● Task to complete: Count the lines in the records below that contain the string "dirt", treating uppercase and lowercase as different. Give only that number.

== Recorded data ==

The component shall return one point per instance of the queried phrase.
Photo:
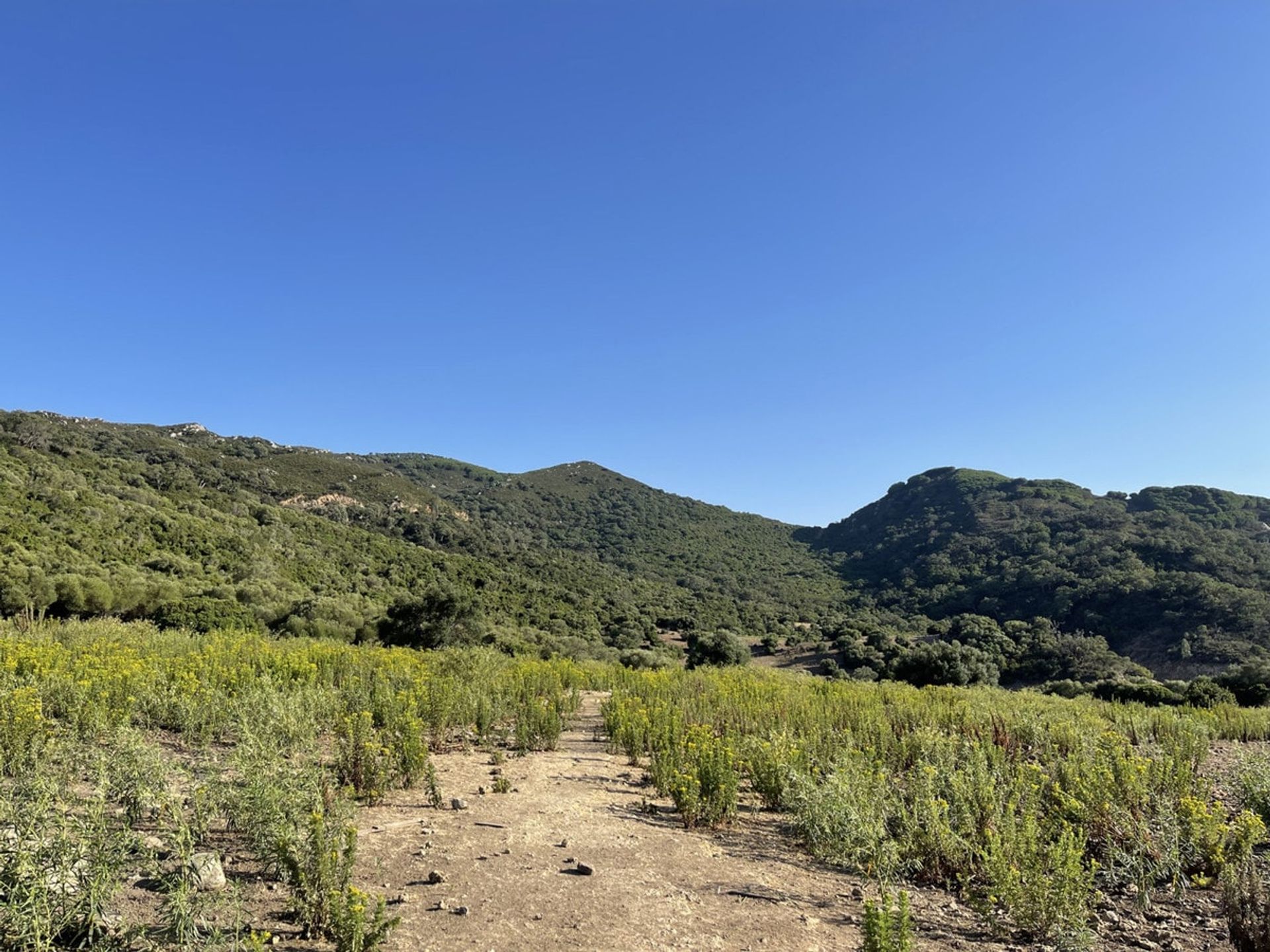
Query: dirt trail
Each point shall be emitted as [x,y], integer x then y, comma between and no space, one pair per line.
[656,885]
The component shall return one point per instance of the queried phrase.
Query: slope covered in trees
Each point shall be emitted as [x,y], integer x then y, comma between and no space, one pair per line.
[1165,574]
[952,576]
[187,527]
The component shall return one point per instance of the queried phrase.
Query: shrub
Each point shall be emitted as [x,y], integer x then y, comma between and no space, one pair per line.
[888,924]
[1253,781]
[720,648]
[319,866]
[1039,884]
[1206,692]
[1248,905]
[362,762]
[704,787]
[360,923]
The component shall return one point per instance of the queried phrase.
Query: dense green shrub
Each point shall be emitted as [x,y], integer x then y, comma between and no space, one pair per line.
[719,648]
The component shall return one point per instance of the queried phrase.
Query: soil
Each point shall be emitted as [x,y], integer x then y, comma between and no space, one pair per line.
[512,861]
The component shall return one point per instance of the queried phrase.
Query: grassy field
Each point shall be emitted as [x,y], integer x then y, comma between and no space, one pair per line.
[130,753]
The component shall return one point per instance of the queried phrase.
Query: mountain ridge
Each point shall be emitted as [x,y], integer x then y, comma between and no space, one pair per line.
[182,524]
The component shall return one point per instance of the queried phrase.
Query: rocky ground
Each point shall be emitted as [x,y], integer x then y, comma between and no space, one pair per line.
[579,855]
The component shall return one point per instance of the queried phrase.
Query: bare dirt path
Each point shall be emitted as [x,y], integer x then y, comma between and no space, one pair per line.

===

● Solution: 2